— START —
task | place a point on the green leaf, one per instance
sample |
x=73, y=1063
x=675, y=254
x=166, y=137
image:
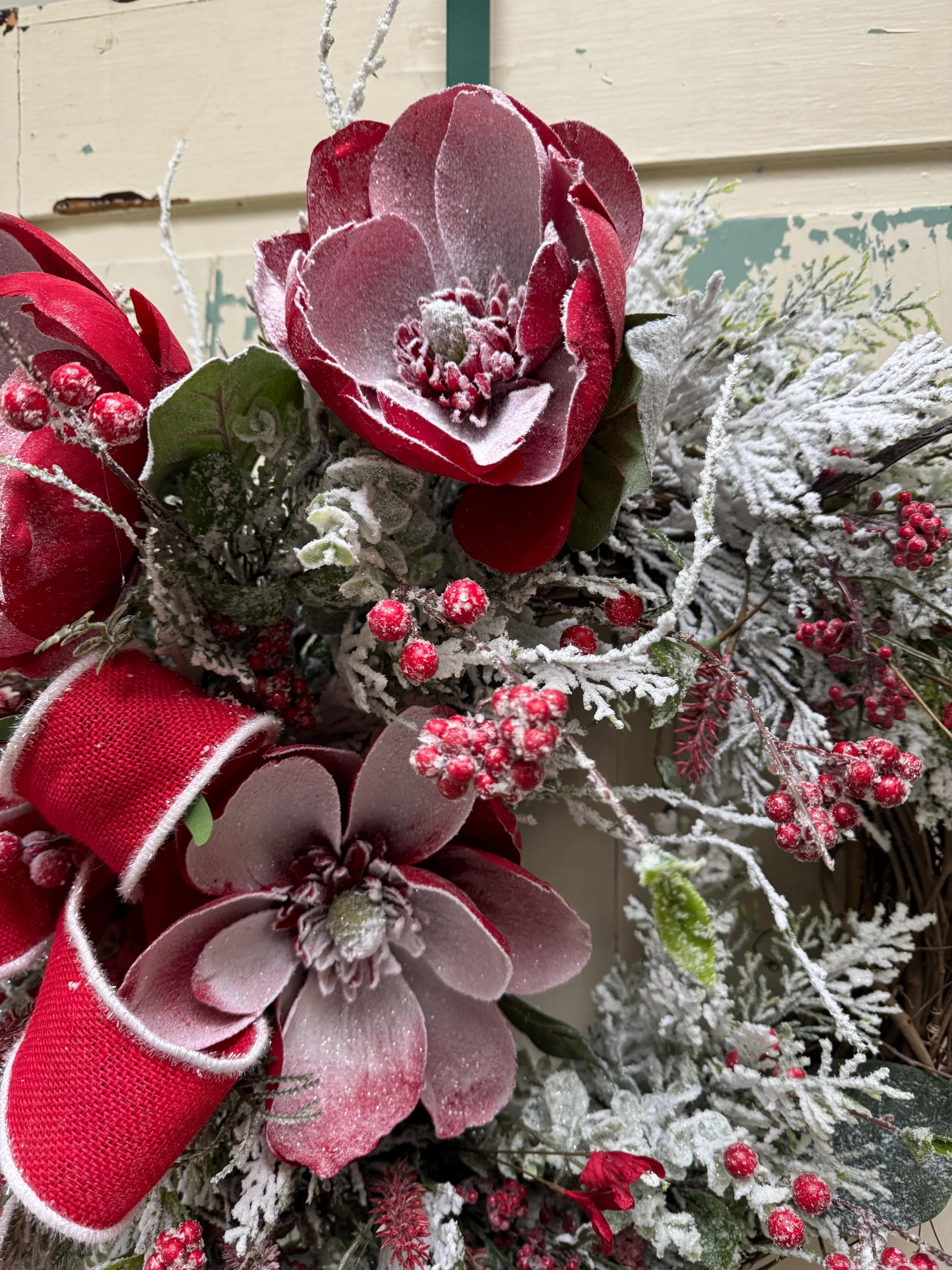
— END —
Reproduce all the items with "green leaf" replaced by "yellow leaf" and everything else unchanged. Leave the pictures out.

[Problem solution]
task | place a point on the yellow leaf, one per instance
sample |
x=73, y=1063
x=675, y=254
x=166, y=137
image:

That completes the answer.